А дома встретили меня дядя Владик и Тетя Тася и, ничего не говоря, повели в свою комнатку. А там, рядом с их широкой кроватью, стояла бельевая корзина на колесиках, и в ней два белых свертка. Один из них вдруг зашевелился и запищал. И мне сказали, что не корзина это, а детская коляска, а в ней две мои сестрички, ужасно похожие друг на друга, Ирочка и Леночка. Мне позволяли с ними гулять по нашему двору, и я катала коляску по всем тропинкам, что были меж сосен. Сестренки мои хорошо росли и уже пытались садиться. И были очень красивые: глазки голубенькие, бровки почти черные, щечки розовые, ротики, носики – все такое, будто у царевен. «Скоро на ножки поднимутся, ходить начнут», – говорили няня и Бабушка. Я, однако, их на ножках уже не видела: их отвезли в Калугу. Тетя Тася уехала тоже, а дядя Владик в Калугу часто ездил, но жил в Покровском-Стрешневе, потому что учился в аспирантуре. А потом началась война…
Эля с мамой в Покровском-Стрешневе, 1940 г.
Дядя Владик, начало 1941 г.
Владислав Иосифович Филипович, ноябрь 1941 г. (перед отправкой на фронт)
Тетя Тася, 1945 г.

- - -

Письменное задание A -
Выпиши дословно строки записей с самого начала записей по строку с «943, 144, 1154, 383» включительно. Картинки в ответ не включай.

Предоставленные записи -
- - -

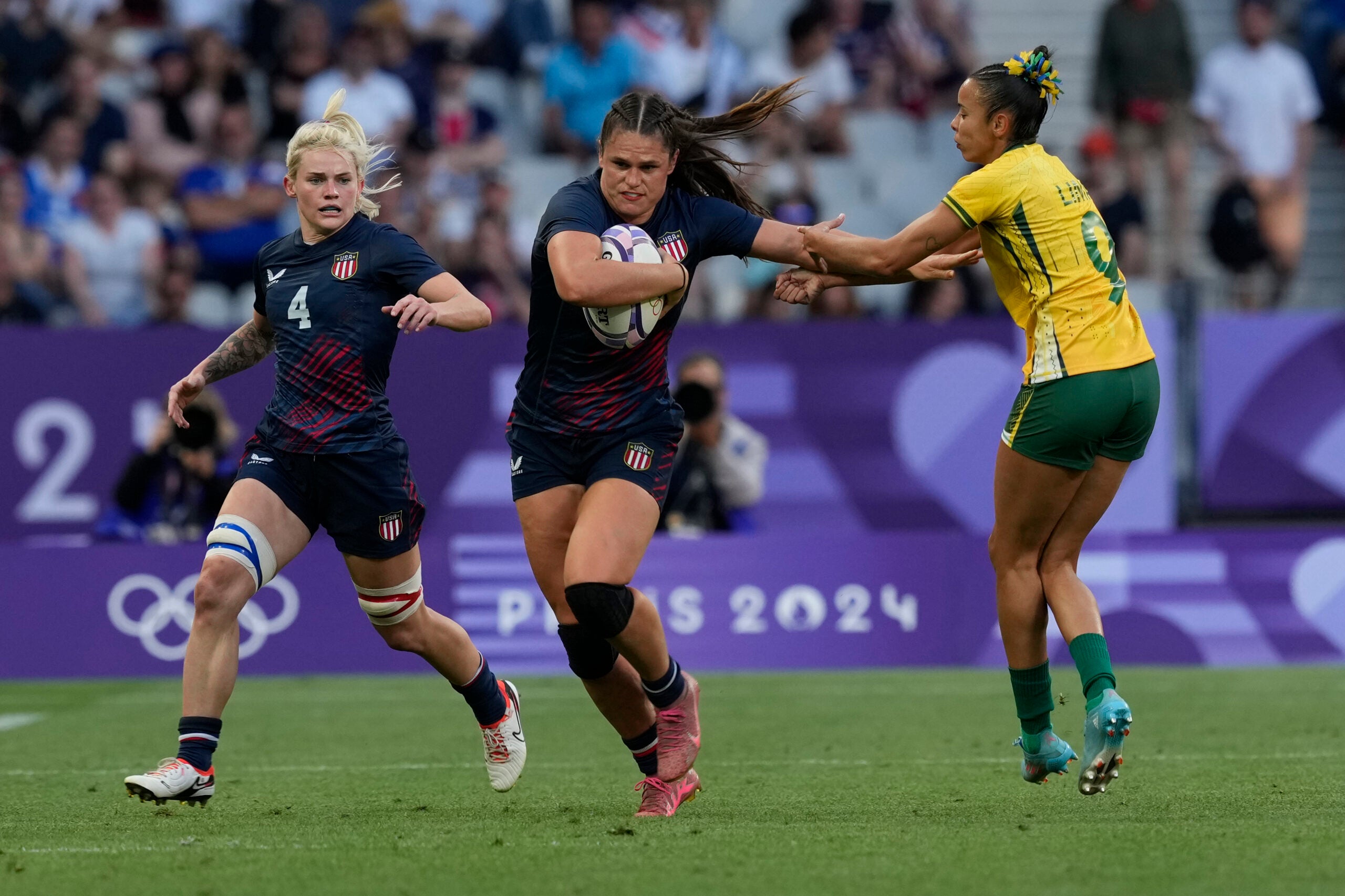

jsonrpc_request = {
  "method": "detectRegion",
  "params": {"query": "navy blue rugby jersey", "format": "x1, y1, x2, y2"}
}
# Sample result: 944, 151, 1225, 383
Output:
510, 172, 761, 436
253, 214, 444, 455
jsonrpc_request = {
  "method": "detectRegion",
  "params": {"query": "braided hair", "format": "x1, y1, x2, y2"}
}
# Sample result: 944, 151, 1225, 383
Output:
597, 79, 802, 218
971, 46, 1060, 144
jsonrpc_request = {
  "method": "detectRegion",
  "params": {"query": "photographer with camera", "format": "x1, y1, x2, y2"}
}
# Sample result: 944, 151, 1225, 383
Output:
662, 351, 769, 532
98, 390, 234, 545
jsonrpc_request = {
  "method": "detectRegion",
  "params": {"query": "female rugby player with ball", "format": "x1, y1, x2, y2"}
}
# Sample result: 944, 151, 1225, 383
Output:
507, 84, 977, 815
776, 47, 1158, 794
125, 90, 526, 805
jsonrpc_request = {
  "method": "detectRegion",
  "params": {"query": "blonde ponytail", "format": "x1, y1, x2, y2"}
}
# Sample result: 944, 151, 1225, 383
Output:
285, 88, 402, 218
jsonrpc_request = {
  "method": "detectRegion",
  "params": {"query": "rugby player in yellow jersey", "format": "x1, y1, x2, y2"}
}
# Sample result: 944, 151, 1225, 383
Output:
776, 47, 1158, 794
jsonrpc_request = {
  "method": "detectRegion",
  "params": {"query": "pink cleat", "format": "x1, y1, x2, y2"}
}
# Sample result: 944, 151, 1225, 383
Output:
658, 671, 701, 783
635, 768, 701, 818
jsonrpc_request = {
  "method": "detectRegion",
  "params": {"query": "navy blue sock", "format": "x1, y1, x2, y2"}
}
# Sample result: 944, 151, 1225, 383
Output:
449, 654, 509, 725
640, 657, 686, 709
178, 716, 225, 771
622, 725, 659, 778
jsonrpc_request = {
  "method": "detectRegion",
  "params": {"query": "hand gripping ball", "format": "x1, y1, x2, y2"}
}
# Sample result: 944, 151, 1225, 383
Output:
584, 225, 665, 348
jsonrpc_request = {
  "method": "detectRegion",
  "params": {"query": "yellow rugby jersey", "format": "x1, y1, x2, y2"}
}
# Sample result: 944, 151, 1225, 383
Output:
943, 144, 1154, 383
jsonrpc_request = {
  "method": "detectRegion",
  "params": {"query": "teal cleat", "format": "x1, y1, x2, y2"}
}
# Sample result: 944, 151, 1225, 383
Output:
1079, 687, 1133, 796
1013, 728, 1079, 784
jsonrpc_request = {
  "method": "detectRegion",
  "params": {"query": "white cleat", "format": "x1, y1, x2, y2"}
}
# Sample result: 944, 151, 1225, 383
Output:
481, 681, 527, 794
127, 759, 215, 806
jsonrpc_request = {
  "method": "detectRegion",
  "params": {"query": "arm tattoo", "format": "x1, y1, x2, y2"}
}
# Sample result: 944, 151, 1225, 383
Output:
204, 320, 276, 382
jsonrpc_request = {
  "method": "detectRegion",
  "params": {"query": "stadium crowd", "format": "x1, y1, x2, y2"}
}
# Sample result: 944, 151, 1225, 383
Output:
0, 0, 1345, 327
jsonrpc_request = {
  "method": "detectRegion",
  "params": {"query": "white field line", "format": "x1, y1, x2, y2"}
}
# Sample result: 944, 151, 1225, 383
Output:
3, 751, 1345, 778
0, 713, 42, 731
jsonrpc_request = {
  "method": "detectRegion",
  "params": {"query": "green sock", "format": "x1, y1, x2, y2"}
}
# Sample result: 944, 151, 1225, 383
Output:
1069, 632, 1116, 709
1009, 661, 1052, 753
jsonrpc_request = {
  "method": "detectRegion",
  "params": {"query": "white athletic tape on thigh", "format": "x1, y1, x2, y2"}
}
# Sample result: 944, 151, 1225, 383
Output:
355, 566, 425, 626
206, 514, 276, 591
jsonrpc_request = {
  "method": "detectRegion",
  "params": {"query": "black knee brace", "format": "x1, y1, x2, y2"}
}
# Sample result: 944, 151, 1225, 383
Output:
565, 581, 635, 638
557, 626, 617, 680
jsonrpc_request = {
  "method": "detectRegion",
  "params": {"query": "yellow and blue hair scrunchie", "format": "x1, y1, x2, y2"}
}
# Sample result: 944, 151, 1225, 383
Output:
1005, 50, 1064, 103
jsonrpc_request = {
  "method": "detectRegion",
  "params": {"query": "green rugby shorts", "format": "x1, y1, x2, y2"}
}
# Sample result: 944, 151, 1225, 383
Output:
999, 360, 1158, 470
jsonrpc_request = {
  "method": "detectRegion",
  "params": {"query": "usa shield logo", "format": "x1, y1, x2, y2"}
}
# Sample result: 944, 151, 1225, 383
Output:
378, 510, 402, 541
659, 230, 689, 261
332, 252, 359, 280
622, 441, 654, 472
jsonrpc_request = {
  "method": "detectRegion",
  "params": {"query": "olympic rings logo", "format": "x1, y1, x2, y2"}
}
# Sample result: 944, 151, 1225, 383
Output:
108, 573, 298, 662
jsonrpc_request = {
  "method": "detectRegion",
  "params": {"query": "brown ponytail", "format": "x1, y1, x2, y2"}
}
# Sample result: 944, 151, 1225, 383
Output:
598, 78, 802, 218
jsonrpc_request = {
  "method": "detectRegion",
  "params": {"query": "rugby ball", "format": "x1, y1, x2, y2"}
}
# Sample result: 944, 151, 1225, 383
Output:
584, 225, 665, 348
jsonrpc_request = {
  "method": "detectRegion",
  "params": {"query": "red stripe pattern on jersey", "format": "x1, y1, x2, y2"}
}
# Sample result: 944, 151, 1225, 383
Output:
276, 335, 374, 452
543, 330, 672, 436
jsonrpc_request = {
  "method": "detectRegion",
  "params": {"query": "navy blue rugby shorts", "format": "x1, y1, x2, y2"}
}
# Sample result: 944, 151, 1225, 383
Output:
234, 436, 425, 560
506, 420, 682, 507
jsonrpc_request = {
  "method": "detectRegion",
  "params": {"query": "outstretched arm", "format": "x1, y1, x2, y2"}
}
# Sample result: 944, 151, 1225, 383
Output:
168, 311, 276, 429
749, 215, 845, 268
799, 203, 970, 278
384, 270, 491, 334
775, 246, 982, 305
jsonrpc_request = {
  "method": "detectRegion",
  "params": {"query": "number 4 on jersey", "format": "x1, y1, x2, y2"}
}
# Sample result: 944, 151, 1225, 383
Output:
289, 284, 313, 330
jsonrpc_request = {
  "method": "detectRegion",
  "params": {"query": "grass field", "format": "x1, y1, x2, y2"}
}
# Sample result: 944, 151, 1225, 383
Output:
0, 668, 1345, 896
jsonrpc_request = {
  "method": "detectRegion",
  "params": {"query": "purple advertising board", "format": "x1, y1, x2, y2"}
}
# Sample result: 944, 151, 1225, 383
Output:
0, 529, 1345, 678
0, 314, 1174, 544
1200, 314, 1345, 514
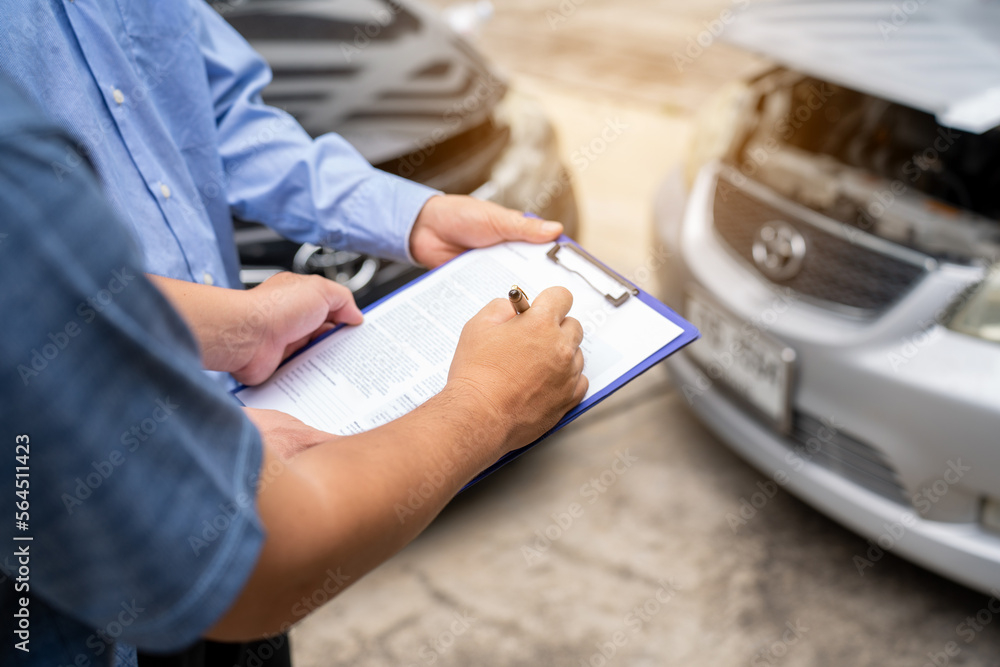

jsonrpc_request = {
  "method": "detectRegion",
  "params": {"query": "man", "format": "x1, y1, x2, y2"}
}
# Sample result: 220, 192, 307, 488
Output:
0, 0, 561, 287
0, 74, 587, 667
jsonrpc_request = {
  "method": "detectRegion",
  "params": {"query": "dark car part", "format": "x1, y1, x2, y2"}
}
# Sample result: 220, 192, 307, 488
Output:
214, 0, 577, 304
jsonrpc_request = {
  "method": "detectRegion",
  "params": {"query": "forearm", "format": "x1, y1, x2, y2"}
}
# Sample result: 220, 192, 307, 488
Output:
148, 275, 263, 373
209, 386, 507, 641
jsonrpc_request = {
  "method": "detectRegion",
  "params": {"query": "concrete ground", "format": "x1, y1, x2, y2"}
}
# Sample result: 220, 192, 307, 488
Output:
293, 0, 1000, 667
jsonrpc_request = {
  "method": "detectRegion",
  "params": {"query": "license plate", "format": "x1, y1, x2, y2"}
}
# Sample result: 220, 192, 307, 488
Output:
685, 291, 795, 433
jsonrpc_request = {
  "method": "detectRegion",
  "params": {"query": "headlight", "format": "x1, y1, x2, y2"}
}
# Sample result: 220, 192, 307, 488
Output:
948, 265, 1000, 343
684, 81, 753, 188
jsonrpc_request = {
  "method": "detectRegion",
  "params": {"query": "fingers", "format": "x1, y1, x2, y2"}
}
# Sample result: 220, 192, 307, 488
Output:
528, 287, 573, 323
317, 276, 365, 324
559, 317, 583, 347
469, 299, 515, 326
496, 209, 563, 243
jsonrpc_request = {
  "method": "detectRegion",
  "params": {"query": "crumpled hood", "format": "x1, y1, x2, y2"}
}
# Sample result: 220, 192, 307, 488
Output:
723, 0, 1000, 134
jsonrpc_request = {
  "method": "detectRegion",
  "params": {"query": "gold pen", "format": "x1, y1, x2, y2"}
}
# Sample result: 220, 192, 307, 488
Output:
507, 285, 531, 315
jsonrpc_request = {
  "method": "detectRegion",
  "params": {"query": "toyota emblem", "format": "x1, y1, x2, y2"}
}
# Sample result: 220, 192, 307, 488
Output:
753, 220, 806, 280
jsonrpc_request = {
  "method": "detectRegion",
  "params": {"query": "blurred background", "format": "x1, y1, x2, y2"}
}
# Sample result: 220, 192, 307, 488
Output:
217, 0, 1000, 667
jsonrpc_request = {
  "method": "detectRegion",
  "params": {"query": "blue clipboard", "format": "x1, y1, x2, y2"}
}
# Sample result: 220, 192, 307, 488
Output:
232, 235, 701, 491
462, 235, 701, 491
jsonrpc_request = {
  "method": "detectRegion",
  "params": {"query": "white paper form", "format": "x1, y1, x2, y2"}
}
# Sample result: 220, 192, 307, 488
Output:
236, 243, 683, 435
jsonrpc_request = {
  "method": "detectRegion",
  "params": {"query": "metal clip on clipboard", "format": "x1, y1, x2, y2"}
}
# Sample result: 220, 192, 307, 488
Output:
546, 243, 639, 308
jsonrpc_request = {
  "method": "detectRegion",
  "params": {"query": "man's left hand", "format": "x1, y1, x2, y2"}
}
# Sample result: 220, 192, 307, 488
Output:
410, 195, 563, 268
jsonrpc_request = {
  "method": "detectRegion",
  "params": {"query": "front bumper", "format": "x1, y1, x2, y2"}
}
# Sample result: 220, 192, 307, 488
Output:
655, 167, 1000, 592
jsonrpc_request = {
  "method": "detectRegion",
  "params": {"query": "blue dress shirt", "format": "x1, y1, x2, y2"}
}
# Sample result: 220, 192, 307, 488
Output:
0, 0, 435, 287
0, 77, 266, 667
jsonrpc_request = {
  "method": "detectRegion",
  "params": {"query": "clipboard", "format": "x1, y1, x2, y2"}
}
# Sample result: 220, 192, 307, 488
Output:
462, 235, 701, 491
232, 235, 700, 491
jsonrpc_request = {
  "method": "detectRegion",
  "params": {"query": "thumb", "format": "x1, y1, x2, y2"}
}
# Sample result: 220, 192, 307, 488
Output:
324, 280, 365, 324
501, 211, 563, 243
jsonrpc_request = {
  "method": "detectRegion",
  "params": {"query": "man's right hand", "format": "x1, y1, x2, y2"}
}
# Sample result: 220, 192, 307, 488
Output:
446, 287, 588, 454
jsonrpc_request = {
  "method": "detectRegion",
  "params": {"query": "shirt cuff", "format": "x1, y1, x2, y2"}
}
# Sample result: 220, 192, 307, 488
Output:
335, 170, 444, 264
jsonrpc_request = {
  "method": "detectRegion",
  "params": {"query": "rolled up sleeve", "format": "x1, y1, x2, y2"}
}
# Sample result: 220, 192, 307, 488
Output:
195, 2, 439, 262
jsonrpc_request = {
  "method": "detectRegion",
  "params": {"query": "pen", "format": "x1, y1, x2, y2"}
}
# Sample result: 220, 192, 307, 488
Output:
507, 285, 531, 315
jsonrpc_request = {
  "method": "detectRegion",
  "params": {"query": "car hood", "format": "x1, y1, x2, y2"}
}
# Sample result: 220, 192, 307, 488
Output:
723, 0, 1000, 134
213, 0, 506, 164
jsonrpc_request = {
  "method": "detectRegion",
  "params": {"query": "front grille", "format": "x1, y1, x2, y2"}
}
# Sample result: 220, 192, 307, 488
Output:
786, 413, 910, 505
713, 178, 926, 314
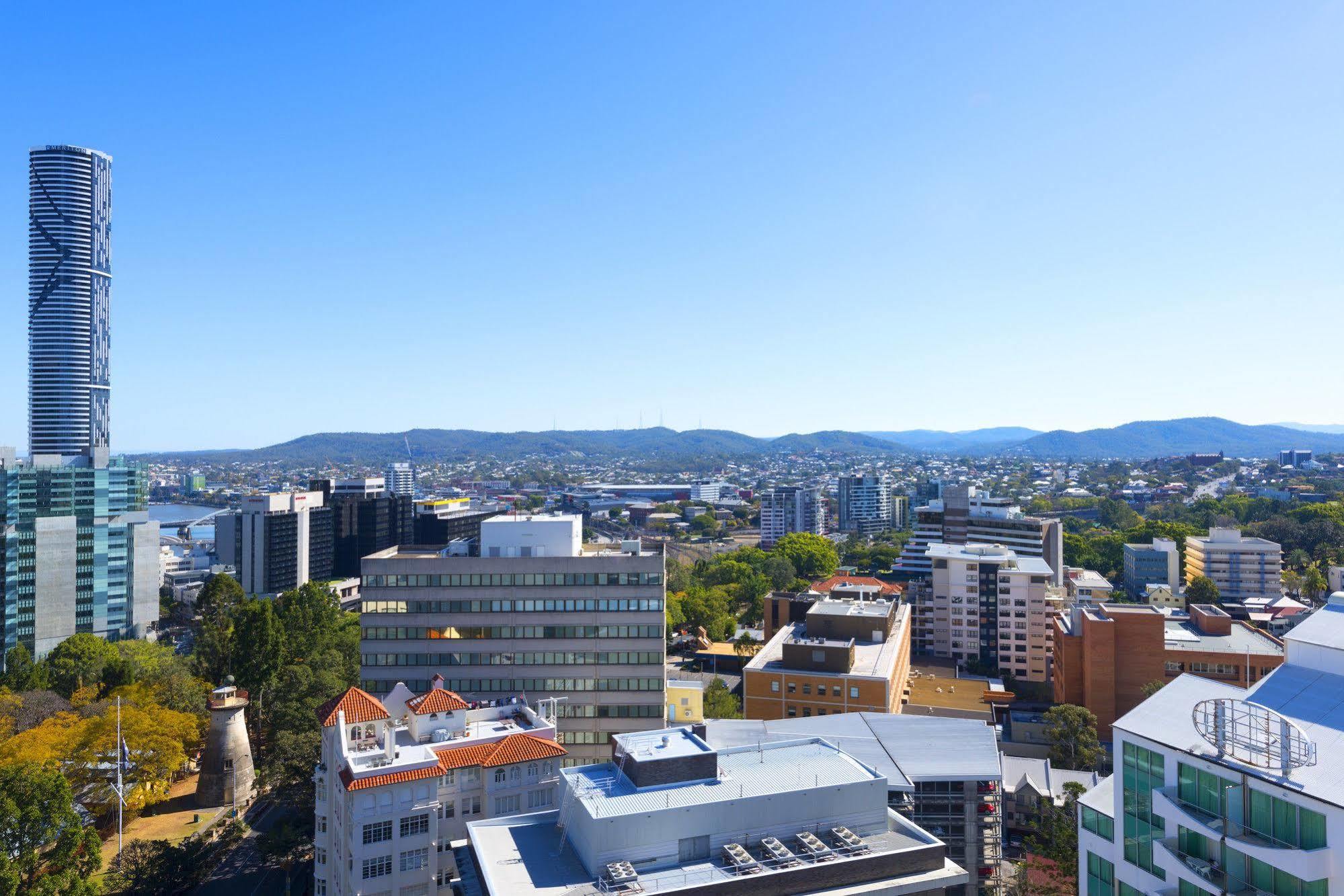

- - -

Письменное задание B -
Перескажи отрывок в двух предложениях.

Полный ответ A -
jsonrpc_request = {
  "method": "detectRegion",
  "params": {"query": "navy blue rugby jersey", "format": "x1, y1, x2, y2"}
}
# Sample result: 944, 151, 1225, 383
Output:
510, 172, 761, 436
253, 214, 444, 455
jsonrpc_request = {
  "method": "detectRegion",
  "params": {"query": "braided hair", "format": "x1, y1, x2, y2"}
}
# Sample result: 944, 151, 1225, 383
Output:
597, 79, 802, 218
971, 46, 1060, 144
jsonrpc_request = {
  "method": "detectRegion",
  "params": {"query": "photographer with camera", "format": "x1, y1, x2, y2"}
}
# Sample result: 944, 151, 1225, 383
Output:
662, 351, 769, 532
98, 390, 234, 545
jsonrpc_request = {
  "method": "detectRegion",
  "params": {"query": "female rugby player with ball", "format": "x1, y1, x2, y2"}
}
# Sample result: 944, 151, 1225, 383
Output:
507, 84, 977, 815
776, 47, 1158, 794
125, 90, 526, 805
jsonrpc_request = {
  "method": "detectRegion",
  "params": {"query": "blonde ponytail", "format": "x1, y1, x2, y2"}
}
# Sample result: 944, 151, 1225, 383
Output:
285, 88, 402, 218
jsonrpc_request = {
  "method": "detectRegion",
  "params": {"query": "rugby player in yellow jersey", "format": "x1, y1, x2, y2"}
}
# Sample result: 944, 151, 1225, 383
Output:
776, 47, 1158, 794
jsonrpc_request = {
  "method": "detectRegion",
  "params": {"query": "pink cleat", "format": "x1, y1, x2, y2"}
}
# Sample result: 944, 151, 1225, 383
Output:
658, 671, 701, 783
635, 768, 701, 818
jsonrpc_request = {
  "method": "detectRegion",
  "params": {"query": "navy blue sock", "format": "x1, y1, x2, y2"}
}
# Sample result: 944, 151, 1225, 383
Output:
449, 654, 509, 725
640, 657, 686, 709
178, 716, 225, 771
622, 725, 659, 778
jsonrpc_request = {
  "method": "detectRegion",
  "params": {"query": "hand gripping ball", "format": "x1, y1, x2, y2"}
}
# Sample result: 944, 151, 1225, 383
Output:
584, 225, 665, 348
jsonrpc_request = {
  "method": "detectRegion",
  "params": {"query": "yellow rugby jersey", "format": "x1, y1, x2, y2"}
}
# Sample result: 944, 151, 1225, 383
Output:
943, 144, 1154, 383

Полный ответ B -
Дома дядя Владик и тетя Тася отвели рассказчицу в свою комнату, где в коляске лежали две ее очень похожие друг на друга сестрички, Ирочка и Леночка, и ей разрешали катать их по двору между сосен. Девочек увезли в Калугу, куда уехала и тетя Тася, а дядя Владик учился в аспирантуре, жил в Покровском-Стрешневе и часто ездил в Калугу, а потом началась война.